## Records shown:
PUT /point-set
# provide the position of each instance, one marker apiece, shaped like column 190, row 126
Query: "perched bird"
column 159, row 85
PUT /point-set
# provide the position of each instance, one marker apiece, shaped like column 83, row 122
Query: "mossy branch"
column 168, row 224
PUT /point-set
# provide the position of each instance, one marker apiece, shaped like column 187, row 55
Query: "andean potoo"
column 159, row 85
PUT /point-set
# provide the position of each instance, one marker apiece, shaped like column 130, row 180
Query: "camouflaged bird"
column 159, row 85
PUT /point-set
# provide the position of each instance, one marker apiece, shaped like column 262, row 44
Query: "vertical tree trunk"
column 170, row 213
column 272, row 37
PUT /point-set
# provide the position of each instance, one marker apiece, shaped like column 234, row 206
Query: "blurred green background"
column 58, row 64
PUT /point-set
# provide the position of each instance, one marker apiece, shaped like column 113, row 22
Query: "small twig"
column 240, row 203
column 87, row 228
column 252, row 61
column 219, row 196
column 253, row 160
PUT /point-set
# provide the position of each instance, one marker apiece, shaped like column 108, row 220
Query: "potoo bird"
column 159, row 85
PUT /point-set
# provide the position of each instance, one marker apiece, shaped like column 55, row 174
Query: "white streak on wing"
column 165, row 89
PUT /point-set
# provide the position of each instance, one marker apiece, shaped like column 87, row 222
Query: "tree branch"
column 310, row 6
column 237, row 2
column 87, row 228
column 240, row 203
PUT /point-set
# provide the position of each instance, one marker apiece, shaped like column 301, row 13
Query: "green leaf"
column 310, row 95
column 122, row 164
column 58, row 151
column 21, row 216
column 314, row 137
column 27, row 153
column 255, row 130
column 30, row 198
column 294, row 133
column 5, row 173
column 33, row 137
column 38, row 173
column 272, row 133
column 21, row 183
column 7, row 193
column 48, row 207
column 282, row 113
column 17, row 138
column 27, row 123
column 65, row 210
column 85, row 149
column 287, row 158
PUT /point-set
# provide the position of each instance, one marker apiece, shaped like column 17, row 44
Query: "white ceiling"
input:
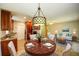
column 53, row 11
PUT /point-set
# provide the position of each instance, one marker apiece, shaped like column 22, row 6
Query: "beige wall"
column 0, row 32
column 72, row 25
column 19, row 27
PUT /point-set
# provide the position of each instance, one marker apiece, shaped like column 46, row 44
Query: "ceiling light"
column 50, row 23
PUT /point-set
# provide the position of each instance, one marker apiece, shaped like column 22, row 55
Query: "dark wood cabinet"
column 28, row 30
column 6, row 21
column 4, row 46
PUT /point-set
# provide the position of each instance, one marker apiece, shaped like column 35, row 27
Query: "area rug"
column 58, row 52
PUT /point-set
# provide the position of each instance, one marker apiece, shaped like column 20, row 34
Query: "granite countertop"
column 8, row 37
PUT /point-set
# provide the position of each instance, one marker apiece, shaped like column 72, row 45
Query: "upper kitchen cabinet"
column 6, row 21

## Problem to solve:
Every line from the first through the one containing "234, row 206" in the listing above must be given again exactly, with nothing else alongside.

## Written response:
PUT /point-set
# provide the position of each instance, one marker apiece, shaped like column 190, row 126
Query: "perched bird"
column 159, row 85
PUT /point-set
# provide the position of each instance, one marker apiece, shaped like column 83, row 122
Query: "mossy branch"
column 168, row 224
PUT /point-set
# provide the position of each instance, one marker apiece, shaped like column 187, row 55
Query: "andean potoo"
column 159, row 85
PUT /point-set
# provide the position of each instance, one marker apiece, shaped like column 130, row 180
Query: "camouflaged bird"
column 159, row 85
PUT /point-set
# provide the position of each instance, one marker apiece, shaped like column 262, row 44
Query: "vertical tree trunk"
column 170, row 213
column 272, row 37
PUT /point-set
# provide the position of each instance, one marker apiece, shaped like column 234, row 206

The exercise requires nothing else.